**What to do**.
For every record below, write out an exact copy.

**Record extracts**.

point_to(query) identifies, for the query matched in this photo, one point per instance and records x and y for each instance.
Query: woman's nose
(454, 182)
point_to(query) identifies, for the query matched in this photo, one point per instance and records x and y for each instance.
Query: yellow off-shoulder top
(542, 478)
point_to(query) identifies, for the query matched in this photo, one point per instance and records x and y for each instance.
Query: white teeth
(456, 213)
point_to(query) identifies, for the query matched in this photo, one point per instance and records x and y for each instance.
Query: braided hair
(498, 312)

**Output for this exercise**.
point_to(query) identifies, for the query matched in this photo, one point per instance and records x and y for each instance.
Query: woman's nose
(454, 182)
point_to(query) identifies, for the query matched in this photo, one point per instance and records x and y for each instance.
Query: yellow off-shoulder top
(542, 478)
point_to(query) identifies, for the query matched in this photo, one point per instance and records x and y for each instance.
Query: white teeth
(456, 213)
point_to(query) identifies, for the query matched in this photo, one point per instance and records x and y for each instance.
Query: braided hair
(498, 312)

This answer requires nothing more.